(Request)
How many lines in the items below contain the word "trailing", matching case exactly? Reply with the number alone.

(Data extract)

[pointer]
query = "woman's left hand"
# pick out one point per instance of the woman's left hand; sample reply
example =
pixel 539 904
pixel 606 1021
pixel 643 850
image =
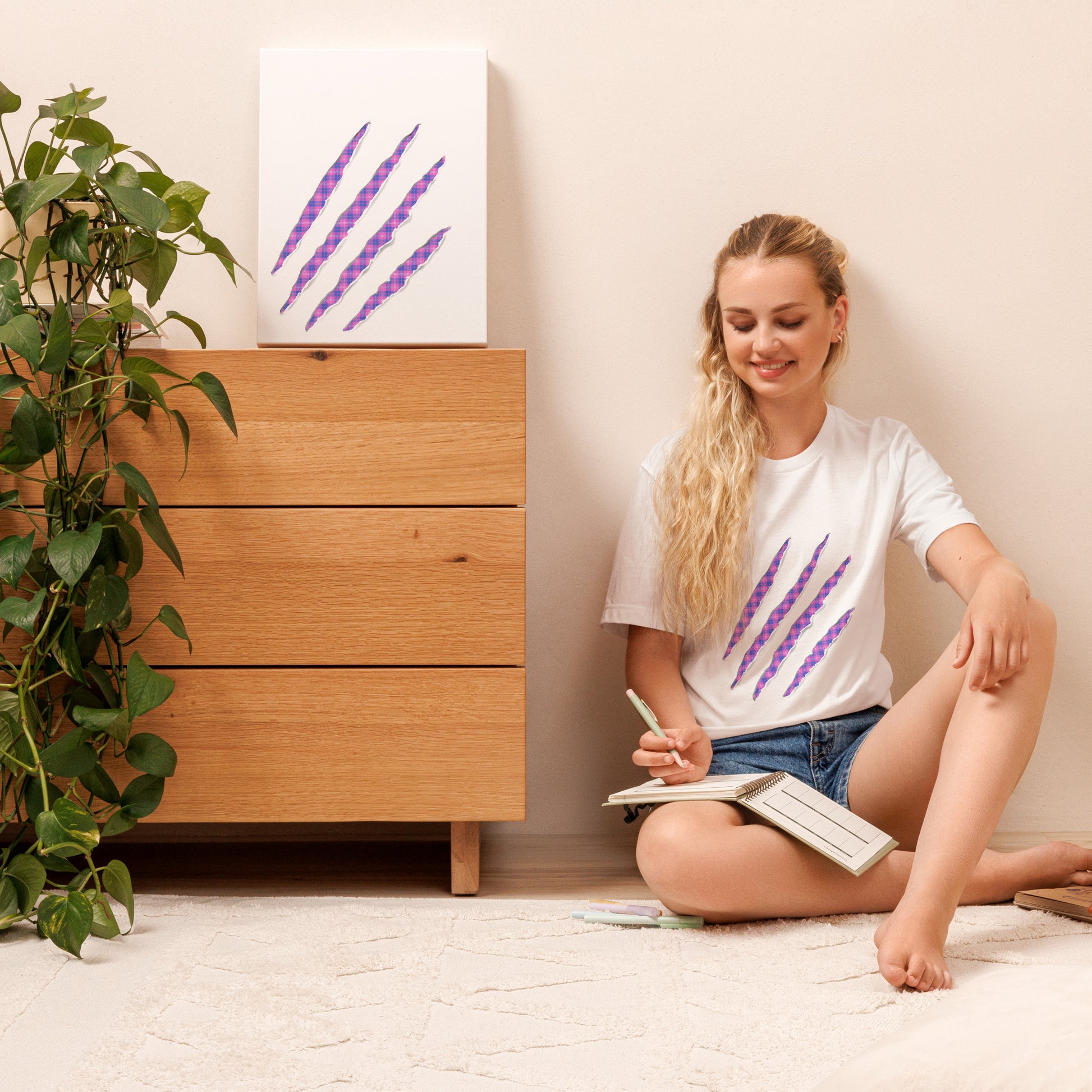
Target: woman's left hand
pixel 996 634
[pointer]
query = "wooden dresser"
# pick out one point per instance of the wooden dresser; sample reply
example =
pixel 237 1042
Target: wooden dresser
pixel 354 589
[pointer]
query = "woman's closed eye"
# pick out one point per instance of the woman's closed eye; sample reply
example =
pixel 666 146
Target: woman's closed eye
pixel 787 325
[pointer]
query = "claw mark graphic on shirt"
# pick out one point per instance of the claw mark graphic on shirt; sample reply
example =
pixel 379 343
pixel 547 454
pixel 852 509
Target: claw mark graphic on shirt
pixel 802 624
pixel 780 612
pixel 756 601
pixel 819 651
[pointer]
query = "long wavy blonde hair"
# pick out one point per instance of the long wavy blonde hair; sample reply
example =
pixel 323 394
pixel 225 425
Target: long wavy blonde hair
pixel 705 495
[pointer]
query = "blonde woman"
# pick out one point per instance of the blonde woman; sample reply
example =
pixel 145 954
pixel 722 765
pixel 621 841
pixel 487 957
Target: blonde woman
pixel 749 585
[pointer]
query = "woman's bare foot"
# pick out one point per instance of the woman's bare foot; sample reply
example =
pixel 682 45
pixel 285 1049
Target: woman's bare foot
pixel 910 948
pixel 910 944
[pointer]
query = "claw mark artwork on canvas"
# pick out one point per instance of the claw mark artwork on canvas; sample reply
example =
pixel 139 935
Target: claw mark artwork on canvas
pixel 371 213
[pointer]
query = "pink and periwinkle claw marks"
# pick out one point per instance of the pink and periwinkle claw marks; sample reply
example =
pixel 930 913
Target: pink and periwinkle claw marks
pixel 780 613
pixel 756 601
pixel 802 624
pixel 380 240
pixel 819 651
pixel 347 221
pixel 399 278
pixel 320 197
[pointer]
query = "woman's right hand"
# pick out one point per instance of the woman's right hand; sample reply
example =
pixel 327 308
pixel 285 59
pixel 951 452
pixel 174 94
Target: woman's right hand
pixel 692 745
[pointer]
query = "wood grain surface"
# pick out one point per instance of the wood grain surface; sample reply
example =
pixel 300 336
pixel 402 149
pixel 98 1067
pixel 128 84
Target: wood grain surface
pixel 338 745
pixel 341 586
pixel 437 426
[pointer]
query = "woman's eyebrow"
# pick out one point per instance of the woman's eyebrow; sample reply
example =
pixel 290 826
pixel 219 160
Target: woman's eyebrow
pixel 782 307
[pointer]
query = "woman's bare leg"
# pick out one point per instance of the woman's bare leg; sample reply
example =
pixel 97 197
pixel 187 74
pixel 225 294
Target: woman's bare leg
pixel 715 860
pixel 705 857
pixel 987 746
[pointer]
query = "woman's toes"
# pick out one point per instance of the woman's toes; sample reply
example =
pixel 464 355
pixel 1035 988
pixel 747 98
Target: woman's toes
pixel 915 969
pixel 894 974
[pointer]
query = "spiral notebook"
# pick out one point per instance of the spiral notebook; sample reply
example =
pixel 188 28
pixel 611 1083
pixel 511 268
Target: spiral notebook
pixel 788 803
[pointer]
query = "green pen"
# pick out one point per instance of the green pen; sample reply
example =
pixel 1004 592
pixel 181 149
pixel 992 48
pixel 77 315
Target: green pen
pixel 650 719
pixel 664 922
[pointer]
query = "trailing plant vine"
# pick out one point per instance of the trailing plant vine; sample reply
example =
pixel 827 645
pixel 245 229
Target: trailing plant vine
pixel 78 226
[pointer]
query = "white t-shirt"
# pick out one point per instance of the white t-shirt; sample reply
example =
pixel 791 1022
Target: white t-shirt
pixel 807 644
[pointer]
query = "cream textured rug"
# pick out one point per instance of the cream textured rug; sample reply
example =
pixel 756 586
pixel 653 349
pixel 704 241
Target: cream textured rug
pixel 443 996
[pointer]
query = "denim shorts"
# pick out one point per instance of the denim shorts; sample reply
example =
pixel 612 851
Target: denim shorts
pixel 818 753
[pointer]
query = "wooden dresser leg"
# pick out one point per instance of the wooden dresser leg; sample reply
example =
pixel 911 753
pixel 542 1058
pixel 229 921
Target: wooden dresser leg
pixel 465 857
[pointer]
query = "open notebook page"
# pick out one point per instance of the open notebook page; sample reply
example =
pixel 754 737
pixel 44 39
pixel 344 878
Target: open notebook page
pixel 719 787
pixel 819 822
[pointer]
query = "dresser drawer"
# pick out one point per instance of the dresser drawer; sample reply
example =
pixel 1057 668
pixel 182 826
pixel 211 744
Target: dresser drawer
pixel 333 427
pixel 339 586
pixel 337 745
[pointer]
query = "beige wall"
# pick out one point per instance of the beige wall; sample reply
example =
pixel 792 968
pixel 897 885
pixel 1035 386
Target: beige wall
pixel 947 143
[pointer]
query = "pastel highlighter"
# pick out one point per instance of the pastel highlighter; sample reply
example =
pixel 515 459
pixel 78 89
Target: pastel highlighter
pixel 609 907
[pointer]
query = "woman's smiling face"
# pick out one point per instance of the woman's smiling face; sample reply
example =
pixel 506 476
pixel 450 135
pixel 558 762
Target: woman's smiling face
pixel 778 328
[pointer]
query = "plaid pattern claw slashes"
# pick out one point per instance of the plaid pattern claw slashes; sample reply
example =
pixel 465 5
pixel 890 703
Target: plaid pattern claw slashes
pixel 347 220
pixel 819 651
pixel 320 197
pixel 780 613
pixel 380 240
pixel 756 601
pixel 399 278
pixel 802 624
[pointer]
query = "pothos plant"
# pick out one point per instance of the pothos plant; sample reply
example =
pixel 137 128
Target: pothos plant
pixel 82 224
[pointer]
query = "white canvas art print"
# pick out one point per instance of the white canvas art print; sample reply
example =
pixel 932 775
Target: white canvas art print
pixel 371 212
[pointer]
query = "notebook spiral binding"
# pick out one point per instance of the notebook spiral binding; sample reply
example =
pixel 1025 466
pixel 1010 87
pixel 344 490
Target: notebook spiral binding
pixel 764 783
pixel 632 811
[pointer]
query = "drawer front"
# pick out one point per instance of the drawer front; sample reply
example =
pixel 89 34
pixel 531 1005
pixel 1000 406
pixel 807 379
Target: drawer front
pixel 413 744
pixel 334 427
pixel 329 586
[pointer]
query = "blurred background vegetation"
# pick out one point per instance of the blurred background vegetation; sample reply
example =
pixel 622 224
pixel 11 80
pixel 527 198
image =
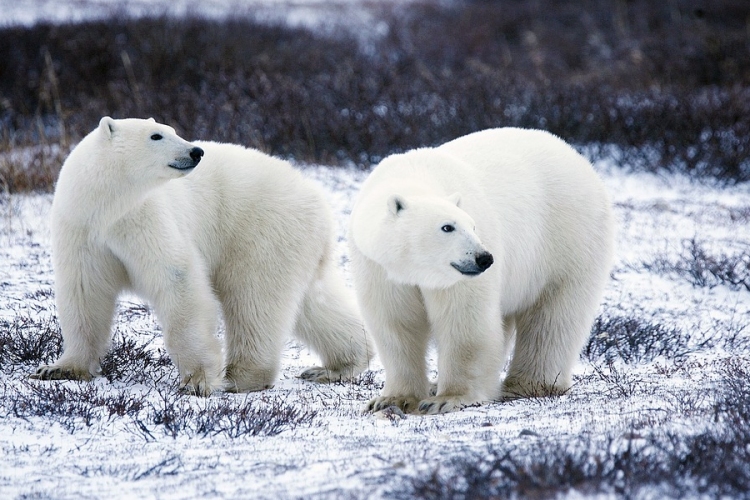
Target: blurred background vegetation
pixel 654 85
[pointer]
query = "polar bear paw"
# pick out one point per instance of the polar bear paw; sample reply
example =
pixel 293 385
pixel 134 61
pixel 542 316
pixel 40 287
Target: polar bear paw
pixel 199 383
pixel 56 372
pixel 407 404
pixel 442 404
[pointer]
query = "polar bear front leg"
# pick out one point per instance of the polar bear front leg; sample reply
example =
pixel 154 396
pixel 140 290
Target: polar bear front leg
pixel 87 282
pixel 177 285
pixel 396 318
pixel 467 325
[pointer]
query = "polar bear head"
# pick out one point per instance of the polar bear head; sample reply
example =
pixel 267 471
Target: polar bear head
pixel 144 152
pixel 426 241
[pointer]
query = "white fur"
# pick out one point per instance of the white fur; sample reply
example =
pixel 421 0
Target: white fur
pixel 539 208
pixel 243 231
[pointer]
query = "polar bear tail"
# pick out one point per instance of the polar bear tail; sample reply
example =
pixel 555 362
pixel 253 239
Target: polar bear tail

* * *

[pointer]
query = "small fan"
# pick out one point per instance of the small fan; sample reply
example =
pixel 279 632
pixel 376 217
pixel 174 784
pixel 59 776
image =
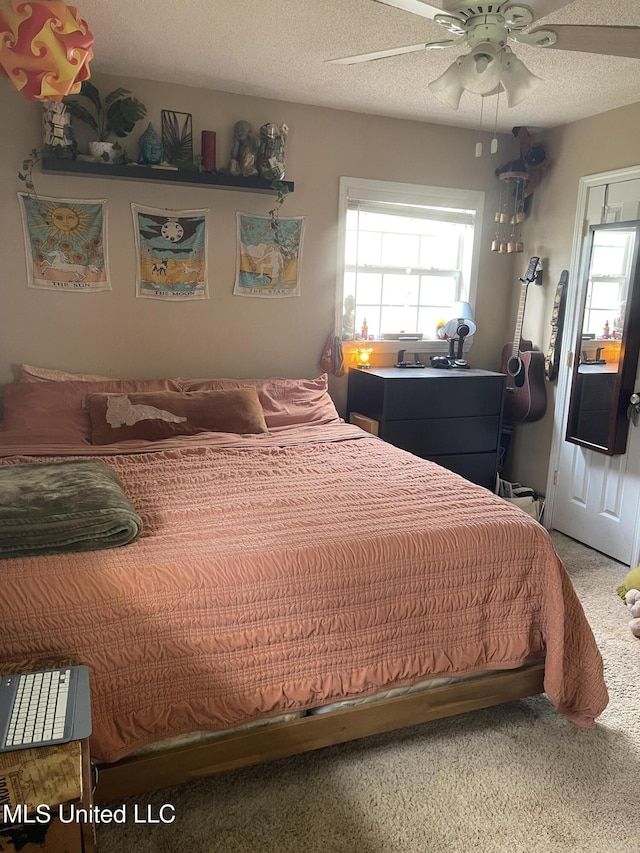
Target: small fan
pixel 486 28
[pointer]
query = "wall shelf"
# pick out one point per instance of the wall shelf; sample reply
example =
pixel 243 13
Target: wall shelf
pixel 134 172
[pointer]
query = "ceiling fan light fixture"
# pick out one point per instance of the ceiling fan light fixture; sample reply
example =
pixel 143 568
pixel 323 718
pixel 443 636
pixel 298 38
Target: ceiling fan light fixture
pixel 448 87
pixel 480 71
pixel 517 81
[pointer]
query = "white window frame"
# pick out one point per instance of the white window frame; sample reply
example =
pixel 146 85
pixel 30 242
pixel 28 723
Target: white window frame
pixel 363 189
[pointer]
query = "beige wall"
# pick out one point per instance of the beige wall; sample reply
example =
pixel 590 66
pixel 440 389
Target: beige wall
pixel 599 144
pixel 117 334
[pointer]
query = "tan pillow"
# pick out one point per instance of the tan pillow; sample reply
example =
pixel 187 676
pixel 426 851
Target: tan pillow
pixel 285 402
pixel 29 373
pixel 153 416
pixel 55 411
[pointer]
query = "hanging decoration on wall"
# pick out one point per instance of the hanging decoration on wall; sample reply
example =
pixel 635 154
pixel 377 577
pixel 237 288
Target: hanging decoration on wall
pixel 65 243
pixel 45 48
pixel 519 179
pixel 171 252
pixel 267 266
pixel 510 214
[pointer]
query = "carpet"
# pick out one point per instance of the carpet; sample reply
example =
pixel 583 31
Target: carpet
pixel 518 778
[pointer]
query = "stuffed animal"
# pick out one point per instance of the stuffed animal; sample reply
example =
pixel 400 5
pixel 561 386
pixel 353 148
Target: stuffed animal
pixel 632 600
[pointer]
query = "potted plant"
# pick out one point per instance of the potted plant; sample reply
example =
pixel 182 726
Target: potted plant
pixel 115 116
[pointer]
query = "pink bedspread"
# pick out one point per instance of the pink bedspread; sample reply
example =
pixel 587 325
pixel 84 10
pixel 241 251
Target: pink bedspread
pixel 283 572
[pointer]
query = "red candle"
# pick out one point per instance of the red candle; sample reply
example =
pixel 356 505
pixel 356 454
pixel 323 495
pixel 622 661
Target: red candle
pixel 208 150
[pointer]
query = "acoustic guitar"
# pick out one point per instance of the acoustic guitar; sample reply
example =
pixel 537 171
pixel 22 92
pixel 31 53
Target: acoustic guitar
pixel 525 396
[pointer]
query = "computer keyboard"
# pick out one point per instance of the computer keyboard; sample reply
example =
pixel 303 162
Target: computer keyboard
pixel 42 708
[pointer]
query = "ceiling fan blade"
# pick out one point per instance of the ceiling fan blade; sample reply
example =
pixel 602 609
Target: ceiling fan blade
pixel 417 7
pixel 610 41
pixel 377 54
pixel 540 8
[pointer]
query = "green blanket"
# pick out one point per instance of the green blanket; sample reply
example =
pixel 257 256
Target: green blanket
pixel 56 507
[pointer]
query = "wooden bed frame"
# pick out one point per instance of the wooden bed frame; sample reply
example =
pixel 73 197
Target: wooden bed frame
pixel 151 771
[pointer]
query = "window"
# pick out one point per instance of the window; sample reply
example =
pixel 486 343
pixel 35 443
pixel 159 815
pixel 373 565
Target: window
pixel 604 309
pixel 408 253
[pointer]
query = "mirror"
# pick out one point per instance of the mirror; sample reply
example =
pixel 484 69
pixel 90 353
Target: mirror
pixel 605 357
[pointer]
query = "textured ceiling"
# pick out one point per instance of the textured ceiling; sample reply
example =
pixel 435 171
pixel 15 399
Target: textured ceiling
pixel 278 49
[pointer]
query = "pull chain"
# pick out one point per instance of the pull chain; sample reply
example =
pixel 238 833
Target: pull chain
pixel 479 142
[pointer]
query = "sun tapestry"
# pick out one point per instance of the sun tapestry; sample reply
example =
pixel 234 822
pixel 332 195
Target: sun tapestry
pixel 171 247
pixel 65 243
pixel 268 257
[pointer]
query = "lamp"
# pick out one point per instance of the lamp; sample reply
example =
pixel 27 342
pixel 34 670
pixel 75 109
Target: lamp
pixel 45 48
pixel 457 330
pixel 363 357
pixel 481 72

...

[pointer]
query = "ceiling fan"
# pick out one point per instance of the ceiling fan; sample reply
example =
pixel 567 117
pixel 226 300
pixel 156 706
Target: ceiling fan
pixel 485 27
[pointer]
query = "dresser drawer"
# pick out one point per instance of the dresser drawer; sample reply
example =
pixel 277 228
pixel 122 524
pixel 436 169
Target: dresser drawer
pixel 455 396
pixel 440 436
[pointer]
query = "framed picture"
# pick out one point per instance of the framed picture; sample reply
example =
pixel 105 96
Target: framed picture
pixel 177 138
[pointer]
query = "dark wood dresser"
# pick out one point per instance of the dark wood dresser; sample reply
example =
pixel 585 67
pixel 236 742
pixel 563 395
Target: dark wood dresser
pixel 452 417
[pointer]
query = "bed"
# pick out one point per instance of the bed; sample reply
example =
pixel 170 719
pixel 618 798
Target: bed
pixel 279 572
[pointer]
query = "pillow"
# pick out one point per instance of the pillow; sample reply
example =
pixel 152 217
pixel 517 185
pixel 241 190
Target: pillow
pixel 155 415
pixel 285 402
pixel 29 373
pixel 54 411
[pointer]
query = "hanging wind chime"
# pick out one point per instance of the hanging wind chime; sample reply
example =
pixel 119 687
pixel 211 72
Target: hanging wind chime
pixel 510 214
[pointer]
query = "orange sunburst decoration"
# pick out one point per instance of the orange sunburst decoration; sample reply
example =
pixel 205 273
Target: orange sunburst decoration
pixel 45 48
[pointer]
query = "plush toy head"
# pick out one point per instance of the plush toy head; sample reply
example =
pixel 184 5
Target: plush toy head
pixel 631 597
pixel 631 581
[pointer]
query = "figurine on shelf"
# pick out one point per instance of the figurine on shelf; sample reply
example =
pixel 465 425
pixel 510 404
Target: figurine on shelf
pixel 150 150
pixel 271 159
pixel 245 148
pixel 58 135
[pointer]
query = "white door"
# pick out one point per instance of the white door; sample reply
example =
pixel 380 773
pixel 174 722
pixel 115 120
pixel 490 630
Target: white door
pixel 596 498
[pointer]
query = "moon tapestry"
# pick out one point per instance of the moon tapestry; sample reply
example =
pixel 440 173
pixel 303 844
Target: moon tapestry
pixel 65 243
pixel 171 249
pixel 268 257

(Answer to this problem)
3